Text shown:
━━━━━━

Kwtx.com reported in the second week of September 2014 stating that many residents in Central Texas, a region in the U.S. State of Texas, have received fake emails impersonating US Postal Service which is the country's official postal agency.

The email said that USPS could not deliver the parcel to address and asked customers to click on a link to print a shipping label and collect their parcel from the local post office.

Kwtx.com reported in the second week of September 2014 quoting Bob Brown, who received the email and informed officials of USPS, as saying "I don't know if it's a virus or the person at the post office said when you click on the link, you might be asked for money."

USPS officials advised that you should never click the link enclosed in the email claiming to be from them.

Kwtx.com published a statement in the second week of September 2014 quoting Stephanie Harden, Spokesperson of US Postal Inspection Service, as saying "That should be a red flag."

USPS has been investigating this particular scam and warning customers by posting alerts on their websites.

The Postal Service confirmed that it never notifies customers via email about any package delivery.

━━━━━━

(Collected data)
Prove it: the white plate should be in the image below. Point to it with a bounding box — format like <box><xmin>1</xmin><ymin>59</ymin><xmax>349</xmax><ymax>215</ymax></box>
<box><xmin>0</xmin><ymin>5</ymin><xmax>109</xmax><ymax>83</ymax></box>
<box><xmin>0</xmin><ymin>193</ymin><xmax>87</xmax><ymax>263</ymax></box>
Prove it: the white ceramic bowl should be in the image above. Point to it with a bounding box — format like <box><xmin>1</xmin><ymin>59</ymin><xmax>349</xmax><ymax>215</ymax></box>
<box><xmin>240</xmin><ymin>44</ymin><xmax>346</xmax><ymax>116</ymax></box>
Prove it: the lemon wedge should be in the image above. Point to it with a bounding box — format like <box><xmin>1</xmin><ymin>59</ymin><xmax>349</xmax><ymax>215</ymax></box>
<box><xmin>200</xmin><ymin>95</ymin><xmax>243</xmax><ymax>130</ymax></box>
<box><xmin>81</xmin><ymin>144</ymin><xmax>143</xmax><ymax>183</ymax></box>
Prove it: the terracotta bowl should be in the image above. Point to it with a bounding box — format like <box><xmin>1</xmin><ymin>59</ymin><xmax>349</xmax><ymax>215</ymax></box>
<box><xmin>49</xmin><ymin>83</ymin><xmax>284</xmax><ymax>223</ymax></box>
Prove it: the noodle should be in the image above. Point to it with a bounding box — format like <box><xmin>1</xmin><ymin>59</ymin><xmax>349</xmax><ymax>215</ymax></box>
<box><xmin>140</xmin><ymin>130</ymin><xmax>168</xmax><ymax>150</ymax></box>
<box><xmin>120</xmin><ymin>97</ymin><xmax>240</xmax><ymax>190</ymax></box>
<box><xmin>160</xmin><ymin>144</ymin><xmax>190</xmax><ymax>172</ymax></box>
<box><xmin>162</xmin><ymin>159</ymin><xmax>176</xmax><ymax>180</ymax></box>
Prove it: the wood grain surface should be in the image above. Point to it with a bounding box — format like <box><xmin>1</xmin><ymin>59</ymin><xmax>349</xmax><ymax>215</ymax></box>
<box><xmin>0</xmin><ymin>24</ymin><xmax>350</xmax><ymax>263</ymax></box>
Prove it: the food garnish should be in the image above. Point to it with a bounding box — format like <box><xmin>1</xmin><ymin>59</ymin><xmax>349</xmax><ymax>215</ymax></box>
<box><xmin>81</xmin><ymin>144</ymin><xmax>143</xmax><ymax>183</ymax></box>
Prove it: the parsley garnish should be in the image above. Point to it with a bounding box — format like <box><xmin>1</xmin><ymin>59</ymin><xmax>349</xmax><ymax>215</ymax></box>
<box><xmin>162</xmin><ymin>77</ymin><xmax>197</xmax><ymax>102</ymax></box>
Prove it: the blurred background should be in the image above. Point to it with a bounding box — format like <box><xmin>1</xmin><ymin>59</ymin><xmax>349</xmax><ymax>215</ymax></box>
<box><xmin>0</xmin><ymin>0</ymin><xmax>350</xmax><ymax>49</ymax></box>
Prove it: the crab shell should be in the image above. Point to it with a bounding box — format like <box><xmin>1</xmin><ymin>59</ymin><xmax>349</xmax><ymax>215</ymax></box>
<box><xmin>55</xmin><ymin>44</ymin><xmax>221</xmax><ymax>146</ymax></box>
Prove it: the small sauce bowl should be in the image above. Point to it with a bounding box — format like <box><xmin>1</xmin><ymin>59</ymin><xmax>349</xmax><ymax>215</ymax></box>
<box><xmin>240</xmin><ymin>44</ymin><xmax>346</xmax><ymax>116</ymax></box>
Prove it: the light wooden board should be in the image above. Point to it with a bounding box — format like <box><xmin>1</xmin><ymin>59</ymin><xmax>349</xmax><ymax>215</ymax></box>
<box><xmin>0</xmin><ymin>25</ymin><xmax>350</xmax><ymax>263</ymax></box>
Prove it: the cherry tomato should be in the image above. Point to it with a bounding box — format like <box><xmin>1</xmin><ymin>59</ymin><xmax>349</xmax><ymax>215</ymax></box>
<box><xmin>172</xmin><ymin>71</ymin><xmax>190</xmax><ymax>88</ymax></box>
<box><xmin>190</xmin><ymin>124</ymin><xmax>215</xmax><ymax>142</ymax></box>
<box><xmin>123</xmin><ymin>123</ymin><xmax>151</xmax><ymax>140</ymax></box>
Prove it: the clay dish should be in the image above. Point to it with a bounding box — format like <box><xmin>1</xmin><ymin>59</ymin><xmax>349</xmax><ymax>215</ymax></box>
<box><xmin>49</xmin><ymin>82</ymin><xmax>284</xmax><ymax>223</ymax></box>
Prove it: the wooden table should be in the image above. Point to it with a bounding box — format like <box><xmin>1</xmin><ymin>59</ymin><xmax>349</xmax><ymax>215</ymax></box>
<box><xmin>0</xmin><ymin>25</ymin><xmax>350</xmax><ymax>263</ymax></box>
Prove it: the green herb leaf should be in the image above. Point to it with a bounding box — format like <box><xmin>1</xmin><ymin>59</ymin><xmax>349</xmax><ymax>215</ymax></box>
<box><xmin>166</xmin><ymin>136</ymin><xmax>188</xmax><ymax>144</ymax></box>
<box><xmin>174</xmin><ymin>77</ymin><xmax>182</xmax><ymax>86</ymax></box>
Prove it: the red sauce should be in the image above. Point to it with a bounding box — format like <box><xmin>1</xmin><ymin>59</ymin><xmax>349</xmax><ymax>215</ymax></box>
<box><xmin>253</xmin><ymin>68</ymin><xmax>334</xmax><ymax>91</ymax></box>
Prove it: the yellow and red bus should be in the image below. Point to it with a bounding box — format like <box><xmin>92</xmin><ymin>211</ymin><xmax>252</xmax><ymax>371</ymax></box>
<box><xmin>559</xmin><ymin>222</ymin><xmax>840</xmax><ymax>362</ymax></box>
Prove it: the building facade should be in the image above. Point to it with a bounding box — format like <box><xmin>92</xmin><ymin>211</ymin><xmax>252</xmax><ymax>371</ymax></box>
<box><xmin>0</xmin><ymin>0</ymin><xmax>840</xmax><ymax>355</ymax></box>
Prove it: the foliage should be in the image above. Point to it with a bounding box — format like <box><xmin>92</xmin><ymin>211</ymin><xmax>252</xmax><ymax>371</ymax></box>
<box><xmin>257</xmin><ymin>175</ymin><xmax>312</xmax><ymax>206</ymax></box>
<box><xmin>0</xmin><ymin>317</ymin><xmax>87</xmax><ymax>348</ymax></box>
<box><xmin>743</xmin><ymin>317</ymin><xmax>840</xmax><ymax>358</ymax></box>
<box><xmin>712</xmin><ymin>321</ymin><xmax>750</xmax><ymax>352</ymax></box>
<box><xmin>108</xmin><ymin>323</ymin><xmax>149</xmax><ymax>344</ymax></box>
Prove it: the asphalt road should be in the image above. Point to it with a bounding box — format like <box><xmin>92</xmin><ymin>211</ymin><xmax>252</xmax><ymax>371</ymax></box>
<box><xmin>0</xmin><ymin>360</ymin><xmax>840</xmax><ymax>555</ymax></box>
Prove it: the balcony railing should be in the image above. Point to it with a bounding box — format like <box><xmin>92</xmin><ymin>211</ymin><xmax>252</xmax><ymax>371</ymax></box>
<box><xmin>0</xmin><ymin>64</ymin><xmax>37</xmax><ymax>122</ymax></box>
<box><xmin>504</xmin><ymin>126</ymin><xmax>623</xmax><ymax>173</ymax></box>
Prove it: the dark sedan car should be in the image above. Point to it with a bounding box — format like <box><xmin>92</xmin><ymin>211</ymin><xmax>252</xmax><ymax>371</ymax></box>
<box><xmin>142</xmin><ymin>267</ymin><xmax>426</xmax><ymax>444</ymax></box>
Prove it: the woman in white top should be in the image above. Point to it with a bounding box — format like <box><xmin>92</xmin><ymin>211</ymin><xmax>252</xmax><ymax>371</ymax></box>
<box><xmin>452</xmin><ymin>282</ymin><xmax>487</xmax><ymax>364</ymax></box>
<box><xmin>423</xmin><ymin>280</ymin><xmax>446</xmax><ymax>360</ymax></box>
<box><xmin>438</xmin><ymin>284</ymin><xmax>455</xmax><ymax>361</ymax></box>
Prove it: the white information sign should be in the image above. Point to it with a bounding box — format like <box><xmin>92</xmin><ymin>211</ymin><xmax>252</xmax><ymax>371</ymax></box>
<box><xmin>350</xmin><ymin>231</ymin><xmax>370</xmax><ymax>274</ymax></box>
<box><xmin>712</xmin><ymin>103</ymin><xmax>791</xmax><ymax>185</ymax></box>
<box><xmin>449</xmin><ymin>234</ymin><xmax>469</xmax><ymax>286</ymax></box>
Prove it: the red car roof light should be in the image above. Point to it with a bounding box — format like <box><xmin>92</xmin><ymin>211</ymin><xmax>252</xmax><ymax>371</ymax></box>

━━━━━━

Apply what you read:
A: Answer these questions about the USPS email scam report:
(i) What did the fake email ask customers to click a link to do?
(ii) What position does Stephanie Harden hold?
(iii) How has USPS been warning customers about the scam?
B: Go on with the report on the USPS email scam, starting after its final sentence.
The collected data play no part in the work here.

Responses to the tasks:
A:
(i) Print a shipping label and collect their parcel from the local post office.
(ii) She is Spokesperson of the US Postal Inspection Service.
(iii) By posting alerts on their websites.

B:
Local12.com published news in second week of September 2014 according to which Tammy Mayle, a U.S. Postal Inspector said that customers would receive notification through postcard for picking up parcel or the notification would be posted on the door.

Postal inspectors advised to be careful about any email claiming to come from the Postal Service because post office does not have email address for all available postal customers. So be careful in all such cases as these are scams and never click on such links.

Moreover, cybercriminals impersonating officials of USPS continue to target other package delivery outlets on regular intervals. For example, scam emails purporting to be from delivery company UPS in June 2010 claiming that a packet sent by the recipient could not be delivered due to security reasons. The emails asked the recipients to open an attachment and print out an invoice which was maligned with malware.